- Region pointing data:
· · · · ·
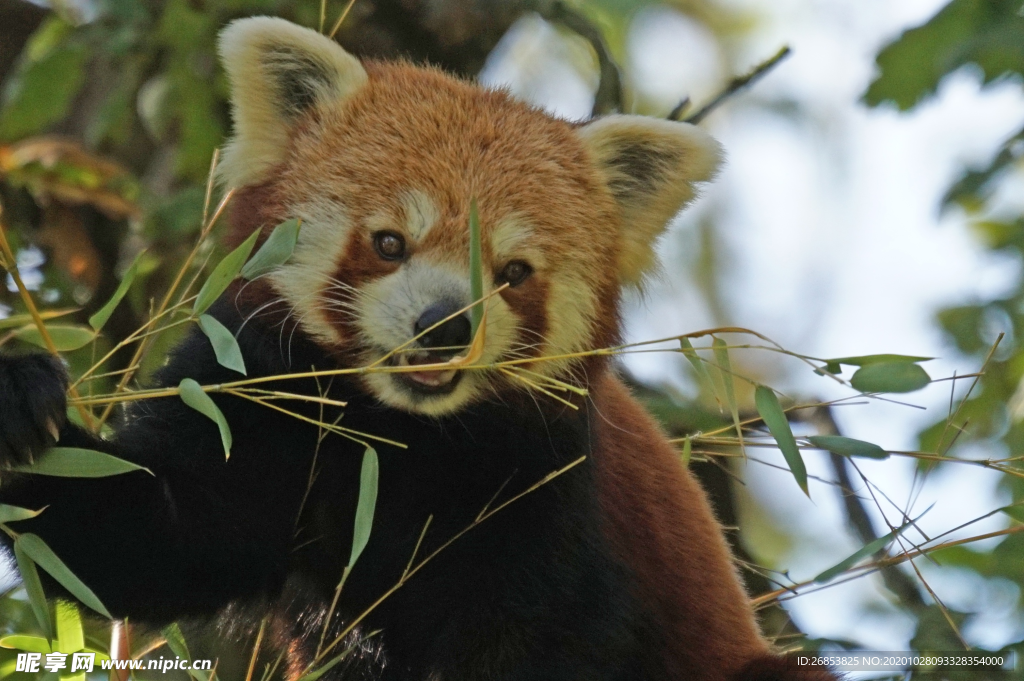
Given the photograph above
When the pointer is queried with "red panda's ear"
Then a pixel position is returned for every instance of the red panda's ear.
(278, 71)
(650, 167)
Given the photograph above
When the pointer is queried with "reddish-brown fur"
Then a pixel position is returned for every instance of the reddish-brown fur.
(411, 127)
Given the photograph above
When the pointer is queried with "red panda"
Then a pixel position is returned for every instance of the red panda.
(613, 570)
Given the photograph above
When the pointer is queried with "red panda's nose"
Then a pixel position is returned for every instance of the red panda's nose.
(448, 337)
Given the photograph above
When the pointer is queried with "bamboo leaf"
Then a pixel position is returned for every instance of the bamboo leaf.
(890, 377)
(868, 359)
(369, 476)
(194, 395)
(475, 268)
(773, 416)
(1015, 511)
(43, 556)
(848, 447)
(225, 346)
(27, 643)
(34, 588)
(223, 274)
(66, 337)
(103, 313)
(725, 372)
(76, 462)
(15, 513)
(274, 252)
(866, 551)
· · · · ·
- Activity: The records above must be echoed exactly, minus their pictures.

- Exercise response:
Given the photograph above
When the pointer is queried with "red panda's ear"
Then a pixel position is returned for every instance of the red panda's ear.
(278, 71)
(650, 167)
Given the photograph above
When the pointer is queried with "reddish-brown fur"
Then a pixel position is returned for every instance of the reddish-brown fur.
(411, 127)
Given the photograph above
When the pointer is queried with "red panda"
Then a pixel position is returned for every instance of the red panda.
(613, 570)
Given the photograph above
When the pointer is queried with "red panda's nose"
Then a pixel position is returned for every instance of the red panda's nose.
(448, 337)
Given the photograph above
When the pointer is queried with "bamboo leaf"
Then a pixel position is returned for every instance of the bamboo leaf.
(890, 377)
(868, 359)
(369, 476)
(194, 395)
(475, 268)
(773, 416)
(1015, 511)
(43, 556)
(848, 447)
(225, 346)
(27, 643)
(34, 588)
(223, 274)
(66, 337)
(103, 313)
(725, 372)
(76, 462)
(15, 513)
(274, 252)
(866, 551)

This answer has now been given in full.